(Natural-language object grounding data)
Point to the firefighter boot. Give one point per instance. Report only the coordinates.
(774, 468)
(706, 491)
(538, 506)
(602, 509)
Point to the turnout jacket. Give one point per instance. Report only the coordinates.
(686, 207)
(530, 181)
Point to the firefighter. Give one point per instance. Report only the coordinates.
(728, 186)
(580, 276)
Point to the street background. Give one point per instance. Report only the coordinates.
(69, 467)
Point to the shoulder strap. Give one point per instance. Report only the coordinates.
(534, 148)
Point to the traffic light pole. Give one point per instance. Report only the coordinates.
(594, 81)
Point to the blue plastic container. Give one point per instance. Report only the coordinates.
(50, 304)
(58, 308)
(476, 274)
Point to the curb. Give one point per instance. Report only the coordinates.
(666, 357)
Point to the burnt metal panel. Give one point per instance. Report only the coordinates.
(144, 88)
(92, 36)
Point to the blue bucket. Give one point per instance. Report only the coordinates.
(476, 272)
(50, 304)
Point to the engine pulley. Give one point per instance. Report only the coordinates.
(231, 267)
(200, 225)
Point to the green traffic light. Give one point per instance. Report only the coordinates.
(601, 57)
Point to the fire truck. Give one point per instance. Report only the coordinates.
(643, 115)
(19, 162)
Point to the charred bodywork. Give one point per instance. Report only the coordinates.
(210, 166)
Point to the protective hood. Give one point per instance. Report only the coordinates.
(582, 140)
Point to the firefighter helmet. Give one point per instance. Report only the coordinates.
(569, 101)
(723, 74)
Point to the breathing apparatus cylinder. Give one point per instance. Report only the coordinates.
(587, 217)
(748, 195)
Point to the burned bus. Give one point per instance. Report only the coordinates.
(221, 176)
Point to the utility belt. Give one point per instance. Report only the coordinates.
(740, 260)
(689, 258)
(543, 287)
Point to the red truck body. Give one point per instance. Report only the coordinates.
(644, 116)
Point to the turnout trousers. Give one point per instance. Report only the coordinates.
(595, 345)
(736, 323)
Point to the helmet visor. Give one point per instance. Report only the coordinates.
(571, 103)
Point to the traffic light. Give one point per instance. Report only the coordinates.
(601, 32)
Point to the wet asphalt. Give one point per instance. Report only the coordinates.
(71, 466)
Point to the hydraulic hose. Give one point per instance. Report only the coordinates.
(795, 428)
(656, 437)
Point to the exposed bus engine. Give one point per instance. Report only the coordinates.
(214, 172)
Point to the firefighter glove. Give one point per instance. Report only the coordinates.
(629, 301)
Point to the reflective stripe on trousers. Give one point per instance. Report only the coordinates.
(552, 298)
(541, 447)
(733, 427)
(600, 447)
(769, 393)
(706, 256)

_INSTRUCTIONS TO FOLLOW:_
Please print out every record exactly as it is written.

_TASK OUTPUT:_
Point to the firefighter boot. Give one point per instance. Report only the coordinates.
(774, 468)
(706, 491)
(538, 506)
(602, 509)
Point to the turnout jacket. Give one point per instance. Report only the coordinates.
(686, 207)
(530, 181)
Point to the firefighter. Give one point per instance. Report only the coordinates.
(728, 186)
(580, 276)
Point to the street background. Give one point per instance. Report only the coordinates.
(69, 467)
Point to the shoulder strap. Give one point per instance. Report only the coordinates.
(534, 148)
Point to the traffic light pole. Give one point per instance. Report only the coordinates.
(594, 81)
Point to the blue plastic container. Give one point per instance. Report only the coordinates.
(50, 304)
(58, 308)
(476, 274)
Point to the curb. Give one point per instance. Report only the coordinates.
(666, 357)
Point to the burnt metal panel. Give one point per instance. Report only the coordinates.
(144, 88)
(92, 36)
Point to the blue bucket. Give one point per instance. Report only the coordinates.
(476, 272)
(50, 304)
Point to the engine pulley. Give one point per instance. Report only the coordinates.
(231, 267)
(200, 225)
Point to the green traffic light. Give one point per instance. Report only the coordinates.
(601, 57)
Point to the fire truck. Give one point per instance. Report only the coordinates.
(643, 115)
(19, 162)
Point to the charred bodywork. Give one point per instance. Report only the coordinates.
(210, 166)
Point to the protective hood. Give one point per instance. Report only the coordinates.
(582, 140)
Point to the firefighter helmet. Give one point per instance. Report only the coordinates.
(569, 101)
(723, 74)
Point to the breathing apparatus cylinder. Give one point per instance. Report only the coordinates.
(587, 217)
(748, 195)
Point to the burned bus. Give one point per instance. Report only the coordinates.
(221, 176)
Point to the utility belt. Give one point per instance. Report only the coordinates.
(740, 260)
(689, 258)
(543, 287)
Point to the red truck body. Give one point per instance. Report only the coordinates.
(644, 116)
Point to the turnout trousers. Give one point per instance. Report only the coordinates.
(595, 345)
(736, 323)
Point to the helmet visor. Give one point per instance. Report only the coordinates.
(571, 103)
Point to the traffic light. Give one point per instance. Report only the coordinates.
(601, 32)
Point to the wet asphalt. Give one point per instance. Report only the coordinates.
(71, 466)
Point to the hydraulic hose. Give one point per instance. Report only the coordinates.
(795, 428)
(656, 437)
Point to the exposed bus engine. Give one point per instance. Report only the coordinates.
(214, 172)
Point to the firefighter glove. Give one point per instance. Report only the coordinates.
(629, 301)
Point to the reflective stripe on trousers. Give one point per instance. Report only the coordinates.
(552, 298)
(541, 447)
(733, 427)
(600, 447)
(769, 393)
(706, 256)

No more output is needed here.